_EXTRACTED TEXT_

# Embedding Model Guide

#### **What is an Embedding Model**

An embedding model converts text, documents, or images into numerical vectors that represent their meaning. These vectors are stored in a vector database, allowing systems to search for information based on similarity rather than exact keywords.

Different embedding models are designed for different purposes. Some are optimized for long document retrieval, others for multilingual understanding, code search, or semantic similarity. **Choosing the right embedding model helps ensure that the system retrieves the most relevant information for a given task**.

_QUESTIONS ON THE MATERIAL_
1) Reproduce the passage of the embedding model guide that runs from "#### **What is" to "a given task**.", word for word.
2) In the embedding model guide, where are the numerical vectors stored?

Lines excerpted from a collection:

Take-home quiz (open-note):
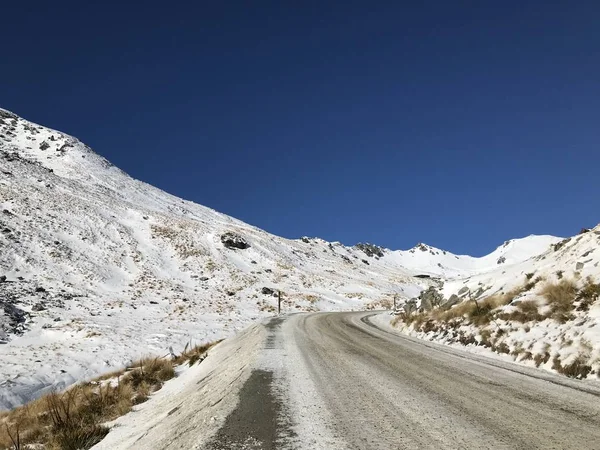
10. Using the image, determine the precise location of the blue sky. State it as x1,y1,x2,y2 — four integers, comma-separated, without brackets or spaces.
0,1,600,255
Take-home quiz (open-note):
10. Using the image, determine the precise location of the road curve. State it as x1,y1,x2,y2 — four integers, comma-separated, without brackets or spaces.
210,312,600,450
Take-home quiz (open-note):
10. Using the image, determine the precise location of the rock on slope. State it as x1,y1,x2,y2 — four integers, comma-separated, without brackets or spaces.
0,110,568,409
397,225,600,379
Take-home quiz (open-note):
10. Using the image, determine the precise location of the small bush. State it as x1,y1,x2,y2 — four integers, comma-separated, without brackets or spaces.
542,279,577,323
552,355,592,379
498,300,544,323
577,277,600,311
533,346,550,367
0,343,220,450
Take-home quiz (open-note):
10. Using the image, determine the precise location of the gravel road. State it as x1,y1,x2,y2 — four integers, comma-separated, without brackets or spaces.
210,312,600,450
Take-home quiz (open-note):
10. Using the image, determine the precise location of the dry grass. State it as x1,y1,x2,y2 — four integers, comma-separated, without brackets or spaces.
542,279,577,323
498,300,544,323
552,355,592,379
577,277,600,311
0,343,220,450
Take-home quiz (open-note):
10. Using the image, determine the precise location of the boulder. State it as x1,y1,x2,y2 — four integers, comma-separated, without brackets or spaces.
260,287,276,295
419,286,444,311
221,231,250,250
354,242,383,258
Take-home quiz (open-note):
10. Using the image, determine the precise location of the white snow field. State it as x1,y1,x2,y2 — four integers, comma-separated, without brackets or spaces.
0,109,600,409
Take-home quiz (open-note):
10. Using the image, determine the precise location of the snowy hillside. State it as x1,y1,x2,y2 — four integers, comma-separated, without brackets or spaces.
395,225,600,379
0,110,568,409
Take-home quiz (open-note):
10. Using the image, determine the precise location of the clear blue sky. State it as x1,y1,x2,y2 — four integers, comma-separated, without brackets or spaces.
0,0,600,255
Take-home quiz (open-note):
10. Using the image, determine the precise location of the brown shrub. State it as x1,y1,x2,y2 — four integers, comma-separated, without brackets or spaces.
0,343,220,450
577,277,600,311
498,300,544,323
542,279,577,323
552,355,592,379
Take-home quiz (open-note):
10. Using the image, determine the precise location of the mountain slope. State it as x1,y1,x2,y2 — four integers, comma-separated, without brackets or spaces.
0,110,560,409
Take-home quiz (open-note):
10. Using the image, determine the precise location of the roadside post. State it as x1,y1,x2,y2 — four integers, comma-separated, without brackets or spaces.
277,291,281,314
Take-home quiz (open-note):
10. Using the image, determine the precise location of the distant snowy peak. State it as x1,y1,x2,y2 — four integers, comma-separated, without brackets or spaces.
0,109,122,182
480,235,562,266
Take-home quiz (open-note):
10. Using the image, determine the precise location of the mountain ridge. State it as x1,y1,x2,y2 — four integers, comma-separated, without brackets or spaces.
0,110,592,409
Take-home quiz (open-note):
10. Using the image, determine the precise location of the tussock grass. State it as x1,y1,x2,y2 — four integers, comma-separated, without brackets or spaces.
541,279,577,323
577,277,600,311
0,343,216,450
498,300,544,323
552,355,592,379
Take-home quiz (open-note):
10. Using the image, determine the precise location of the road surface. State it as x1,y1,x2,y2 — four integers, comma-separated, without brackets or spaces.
209,312,600,450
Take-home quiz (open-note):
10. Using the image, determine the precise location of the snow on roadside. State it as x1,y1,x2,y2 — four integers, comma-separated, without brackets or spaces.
92,324,266,450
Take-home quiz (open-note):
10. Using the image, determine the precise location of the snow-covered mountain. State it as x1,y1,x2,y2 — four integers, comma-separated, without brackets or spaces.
0,110,576,409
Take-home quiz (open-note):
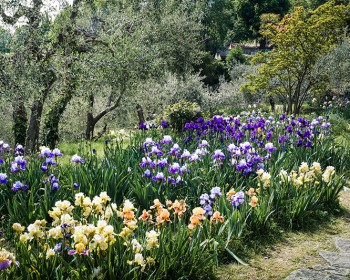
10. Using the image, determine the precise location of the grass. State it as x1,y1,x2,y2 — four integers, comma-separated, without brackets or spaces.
218,191,350,280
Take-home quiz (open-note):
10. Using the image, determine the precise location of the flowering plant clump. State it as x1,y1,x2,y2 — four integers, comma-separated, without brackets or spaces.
0,248,19,270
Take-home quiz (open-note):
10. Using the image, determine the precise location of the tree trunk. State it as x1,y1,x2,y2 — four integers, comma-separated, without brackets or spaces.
85,87,125,140
44,92,73,149
26,69,56,153
85,93,96,140
26,99,43,152
12,97,28,145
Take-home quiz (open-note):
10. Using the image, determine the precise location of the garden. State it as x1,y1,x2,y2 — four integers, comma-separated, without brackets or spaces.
0,0,350,280
0,106,349,279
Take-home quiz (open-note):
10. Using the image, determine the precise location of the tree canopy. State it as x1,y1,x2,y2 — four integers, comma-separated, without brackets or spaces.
243,1,349,114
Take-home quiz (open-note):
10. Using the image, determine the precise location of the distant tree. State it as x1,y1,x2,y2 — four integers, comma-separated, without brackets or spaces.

_SOLUTION LIST_
1)
#### **What is an Embedding Model**

An embedding model converts text, documents, or images into numerical vectors that represent their meaning. These vectors are stored in a vector database, allowing systems to search for information based on similarity rather than exact keywords.

Different embedding models are designed for different purposes. Some are optimized for long document retrieval, others for multilingual understanding, code search, or semantic similarity. **Choosing the right embedding model helps ensure that the system retrieves the most relevant information for a given task**.

2) In a vector database.